**Selected excerpt:**
GSC News Blog

by GSC


March in the Galapagos is one of the warmest months both above and below the sea in the islands. It's one of the best months for surfing, with northern and southern swells dominating the warm waters. The beauty of the islands in full effect, and there is plenty to see and do throughout the archipelago.

For a glimpse of what the Galapagos has in store for intrepid travelers during a safari holiday, take a look at our top five picks for the peak of the warm season.

1. Biking and Kayaking on Santa Cruz

Our family safari takes you to the Cerro Mesa reserve and crater in the highlands of Santa Cruz. The view from the highest point on the island is inspiring, looking out over the lush landscape to the coast and nearby islands. After lunch, our groups hop on bicycles for an unhurried downhill ride to Garrapatero Beach. Snorkeling, swimming, and kayaking alongside sea lions and turtles cap off the day before returning to the camp for relaxation before dinner.

[Outline records]
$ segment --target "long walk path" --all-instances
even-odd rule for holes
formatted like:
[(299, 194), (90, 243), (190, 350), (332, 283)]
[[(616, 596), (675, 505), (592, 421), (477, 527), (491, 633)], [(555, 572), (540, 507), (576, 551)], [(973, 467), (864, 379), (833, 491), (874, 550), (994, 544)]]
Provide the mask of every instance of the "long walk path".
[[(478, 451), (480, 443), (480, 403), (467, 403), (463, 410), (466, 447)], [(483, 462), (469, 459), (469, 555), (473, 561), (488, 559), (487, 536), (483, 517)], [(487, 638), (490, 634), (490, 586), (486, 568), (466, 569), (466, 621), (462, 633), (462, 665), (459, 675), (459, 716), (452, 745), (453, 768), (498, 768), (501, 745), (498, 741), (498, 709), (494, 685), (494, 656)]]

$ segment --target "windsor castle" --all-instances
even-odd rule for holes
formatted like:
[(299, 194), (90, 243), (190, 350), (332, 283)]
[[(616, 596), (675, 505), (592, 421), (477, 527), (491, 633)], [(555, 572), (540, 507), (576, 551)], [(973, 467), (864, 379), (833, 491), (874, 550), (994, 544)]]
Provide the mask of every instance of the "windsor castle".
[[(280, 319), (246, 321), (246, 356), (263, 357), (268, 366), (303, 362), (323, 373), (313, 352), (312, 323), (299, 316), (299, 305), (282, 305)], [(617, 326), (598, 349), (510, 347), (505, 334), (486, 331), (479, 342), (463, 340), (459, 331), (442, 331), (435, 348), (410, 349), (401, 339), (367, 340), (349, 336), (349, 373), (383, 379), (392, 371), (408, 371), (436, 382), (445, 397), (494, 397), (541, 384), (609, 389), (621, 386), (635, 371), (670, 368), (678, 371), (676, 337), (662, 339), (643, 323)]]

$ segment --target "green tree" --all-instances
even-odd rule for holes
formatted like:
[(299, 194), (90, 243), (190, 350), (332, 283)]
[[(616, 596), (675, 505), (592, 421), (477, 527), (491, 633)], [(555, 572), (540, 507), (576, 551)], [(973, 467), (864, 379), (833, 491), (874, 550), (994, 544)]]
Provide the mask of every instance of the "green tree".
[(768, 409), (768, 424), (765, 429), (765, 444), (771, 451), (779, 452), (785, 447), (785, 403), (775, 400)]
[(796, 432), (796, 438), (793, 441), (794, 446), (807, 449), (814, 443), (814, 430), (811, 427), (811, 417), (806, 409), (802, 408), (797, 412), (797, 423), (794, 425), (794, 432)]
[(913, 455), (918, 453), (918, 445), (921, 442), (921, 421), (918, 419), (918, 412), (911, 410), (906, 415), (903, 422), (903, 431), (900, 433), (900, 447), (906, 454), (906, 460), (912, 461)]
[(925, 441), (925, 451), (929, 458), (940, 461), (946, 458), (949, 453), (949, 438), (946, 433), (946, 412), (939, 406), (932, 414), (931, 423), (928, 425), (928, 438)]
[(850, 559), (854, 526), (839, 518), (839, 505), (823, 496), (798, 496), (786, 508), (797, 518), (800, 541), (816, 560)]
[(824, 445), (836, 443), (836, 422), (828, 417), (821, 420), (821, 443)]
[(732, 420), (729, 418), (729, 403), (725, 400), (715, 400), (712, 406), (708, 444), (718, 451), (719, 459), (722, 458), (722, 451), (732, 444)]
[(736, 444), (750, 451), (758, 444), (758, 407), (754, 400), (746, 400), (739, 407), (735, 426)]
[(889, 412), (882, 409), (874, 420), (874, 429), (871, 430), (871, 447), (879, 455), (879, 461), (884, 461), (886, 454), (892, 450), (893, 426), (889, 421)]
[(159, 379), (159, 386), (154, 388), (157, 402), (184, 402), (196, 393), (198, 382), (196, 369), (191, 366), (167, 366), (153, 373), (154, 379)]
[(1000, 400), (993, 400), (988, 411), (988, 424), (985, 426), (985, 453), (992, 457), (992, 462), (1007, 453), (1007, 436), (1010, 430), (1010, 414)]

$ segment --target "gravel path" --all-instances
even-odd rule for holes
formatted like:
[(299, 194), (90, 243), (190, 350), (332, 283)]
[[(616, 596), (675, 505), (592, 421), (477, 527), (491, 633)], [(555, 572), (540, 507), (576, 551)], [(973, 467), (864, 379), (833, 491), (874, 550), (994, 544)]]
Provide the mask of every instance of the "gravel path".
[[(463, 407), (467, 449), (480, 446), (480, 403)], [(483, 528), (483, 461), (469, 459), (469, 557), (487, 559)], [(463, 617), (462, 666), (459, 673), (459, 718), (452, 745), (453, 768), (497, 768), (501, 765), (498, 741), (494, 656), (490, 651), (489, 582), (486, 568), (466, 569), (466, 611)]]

**Written instruction 1:**
Answer these questions about the Galapagos blog post:
(a) Which two kinds of swells dominate the warm waters in March?
(b) Which beach do the groups ride their bicycles down to?
(c) Which reserve in the highlands of Santa Cruz does the family safari visit?
**Written instruction 2:**
From the Galapagos blog post, reproduce the passage that opens with the words containing "Our family safari" and closes with "relaxation before dinner.".

**Task solution 1:**
(a) Northern and southern swells.
(b) Garrapatero Beach.
(c) The Cerro Mesa reserve and crater.

**Task solution 2:**
Our family safari takes you to the Cerro Mesa reserve and crater in the highlands of Santa Cruz. The view from the highest point on the island is inspiring, looking out over the lush landscape to the coast and nearby islands. After lunch, our groups hop on bicycles for an unhurried downhill ride to Garrapatero Beach. Snorkeling, swimming, and kayaking alongside sea lions and turtles cap off the day before returning to the camp for relaxation before dinner.